EXERCISE GOAL =>
Copy out the items starting with the line containing "Pin every instance of the cliff edge" and running through the end of the items, both ends included, with the requests unchanged. Rescale every x and y coordinate in the answers by multiplying it by 0.65 and rounding to a whole number, with halves rounded up.

Named object pointing items
================================

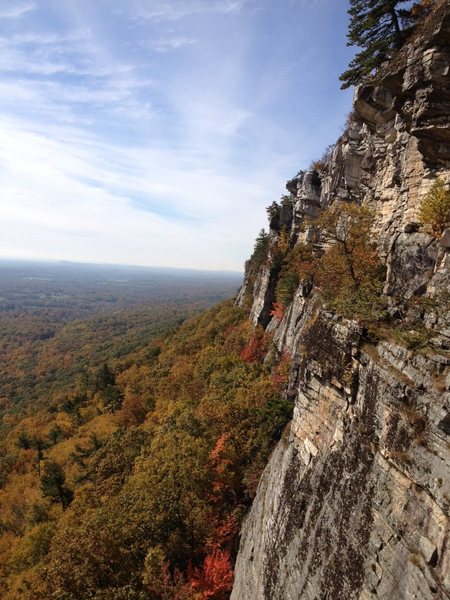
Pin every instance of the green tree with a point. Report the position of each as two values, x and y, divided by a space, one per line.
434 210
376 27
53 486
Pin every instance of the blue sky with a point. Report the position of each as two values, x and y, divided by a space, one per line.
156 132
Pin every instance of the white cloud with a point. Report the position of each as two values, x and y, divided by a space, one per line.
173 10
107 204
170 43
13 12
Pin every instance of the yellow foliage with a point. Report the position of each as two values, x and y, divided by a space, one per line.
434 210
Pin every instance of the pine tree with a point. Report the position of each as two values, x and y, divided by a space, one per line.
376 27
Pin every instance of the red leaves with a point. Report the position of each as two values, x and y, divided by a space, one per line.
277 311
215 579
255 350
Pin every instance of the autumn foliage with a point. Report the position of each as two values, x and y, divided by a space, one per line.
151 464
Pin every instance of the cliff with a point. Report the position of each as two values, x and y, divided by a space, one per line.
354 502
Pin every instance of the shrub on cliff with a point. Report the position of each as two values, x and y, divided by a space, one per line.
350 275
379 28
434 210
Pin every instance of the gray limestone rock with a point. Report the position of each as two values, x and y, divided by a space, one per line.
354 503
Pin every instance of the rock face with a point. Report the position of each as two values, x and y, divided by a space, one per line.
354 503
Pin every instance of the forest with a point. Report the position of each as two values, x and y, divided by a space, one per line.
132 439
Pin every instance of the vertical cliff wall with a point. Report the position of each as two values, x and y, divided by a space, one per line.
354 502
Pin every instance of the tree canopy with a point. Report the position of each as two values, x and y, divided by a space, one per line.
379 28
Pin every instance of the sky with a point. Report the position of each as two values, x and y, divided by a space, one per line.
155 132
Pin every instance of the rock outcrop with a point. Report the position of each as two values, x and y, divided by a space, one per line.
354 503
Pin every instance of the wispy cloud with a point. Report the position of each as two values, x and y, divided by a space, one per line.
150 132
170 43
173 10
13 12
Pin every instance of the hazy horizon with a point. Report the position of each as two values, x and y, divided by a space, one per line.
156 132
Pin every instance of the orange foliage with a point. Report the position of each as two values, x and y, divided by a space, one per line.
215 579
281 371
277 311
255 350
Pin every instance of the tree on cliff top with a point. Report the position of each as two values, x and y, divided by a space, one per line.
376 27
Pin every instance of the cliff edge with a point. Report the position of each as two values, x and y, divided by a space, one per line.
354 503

================================

ANSWER TO THIS EXERCISE =>
Pin every instance of the cliff edge with a point. Report the position of each as two values, x and y, divided by a space, one per line.
230 327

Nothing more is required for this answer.